**TASK REQUIREMENTS:** Reproduce the material below with every "drop one point" switched to "place one point" and nothing else altered. Leave the pictures out.

·····

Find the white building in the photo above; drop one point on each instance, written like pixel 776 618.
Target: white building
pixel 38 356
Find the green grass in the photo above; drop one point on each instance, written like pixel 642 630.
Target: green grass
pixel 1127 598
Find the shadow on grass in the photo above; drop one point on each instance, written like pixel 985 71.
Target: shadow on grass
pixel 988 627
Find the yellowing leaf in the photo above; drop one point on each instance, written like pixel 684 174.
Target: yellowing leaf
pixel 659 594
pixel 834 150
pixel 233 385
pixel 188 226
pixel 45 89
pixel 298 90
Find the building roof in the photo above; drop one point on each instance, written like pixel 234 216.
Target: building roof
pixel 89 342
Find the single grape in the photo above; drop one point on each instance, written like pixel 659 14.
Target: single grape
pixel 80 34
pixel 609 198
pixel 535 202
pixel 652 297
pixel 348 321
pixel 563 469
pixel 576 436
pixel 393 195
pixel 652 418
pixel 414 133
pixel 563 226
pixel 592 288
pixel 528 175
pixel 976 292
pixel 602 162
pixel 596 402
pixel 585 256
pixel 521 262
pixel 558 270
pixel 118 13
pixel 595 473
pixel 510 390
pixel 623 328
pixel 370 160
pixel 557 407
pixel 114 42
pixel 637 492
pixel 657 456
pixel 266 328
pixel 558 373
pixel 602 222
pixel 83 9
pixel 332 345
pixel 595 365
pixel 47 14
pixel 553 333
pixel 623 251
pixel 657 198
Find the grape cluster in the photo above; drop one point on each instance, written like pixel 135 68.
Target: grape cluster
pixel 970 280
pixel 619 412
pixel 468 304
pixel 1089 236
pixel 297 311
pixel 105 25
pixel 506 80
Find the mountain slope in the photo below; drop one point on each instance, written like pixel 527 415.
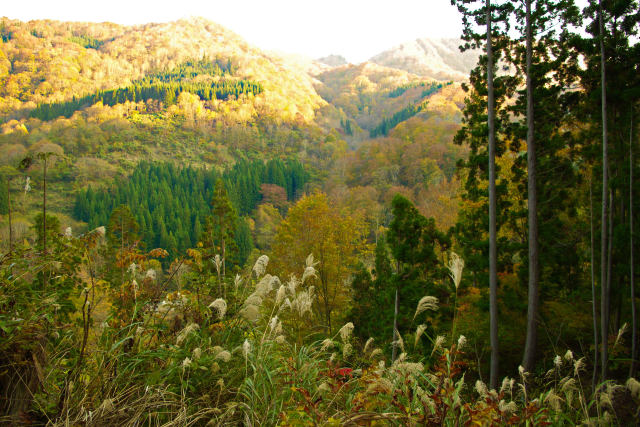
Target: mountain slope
pixel 434 58
pixel 45 61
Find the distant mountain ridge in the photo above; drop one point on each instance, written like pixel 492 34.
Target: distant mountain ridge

·····

**THE OUTPUT:**
Find the white building in the photo above; place one point on each instance, written like pixel 776 618.
Target: white building
pixel 38 356
Find the green grass in the photo above; place one point on each instance, written like pixel 642 630.
Target: green grass
pixel 1127 598
Find the shadow on grass in the photo above; place one point on each instance, written like pixel 985 71.
Target: shadow on grass
pixel 988 627
Find the yellowing leaf in the photo above; place one point on each instance, written like pixel 684 174.
Target: yellowing leaf
pixel 659 594
pixel 834 150
pixel 233 385
pixel 188 226
pixel 45 89
pixel 298 90
Find the building roof in the photo above; place one point on each instance, written like pixel 234 216.
Target: building roof
pixel 89 342
Find the single grape in the photo above; place one point on each instance, written like pixel 659 14.
Target: single grape
pixel 80 34
pixel 609 198
pixel 535 202
pixel 652 297
pixel 348 321
pixel 563 469
pixel 576 436
pixel 393 195
pixel 652 418
pixel 414 133
pixel 563 226
pixel 592 288
pixel 528 175
pixel 976 292
pixel 602 162
pixel 596 402
pixel 585 256
pixel 521 262
pixel 558 270
pixel 118 13
pixel 595 473
pixel 510 390
pixel 623 328
pixel 370 160
pixel 557 407
pixel 114 42
pixel 637 492
pixel 657 456
pixel 266 328
pixel 558 373
pixel 602 222
pixel 83 9
pixel 332 345
pixel 595 365
pixel 47 14
pixel 553 333
pixel 623 251
pixel 657 198
Find the grape cluster in the photo above; place one point on each instance, written like pixel 135 68.
Target: grape cluster
pixel 970 280
pixel 619 412
pixel 468 304
pixel 1089 236
pixel 297 311
pixel 105 25
pixel 506 80
Find the mountain slope in the photo below; place one point on each instance, written like pixel 527 415.
Target: mountain slope
pixel 434 58
pixel 45 61
Find the distant mountain ridge in the photo above; place one point on each instance, written like pixel 492 34.
Target: distant mountain ridge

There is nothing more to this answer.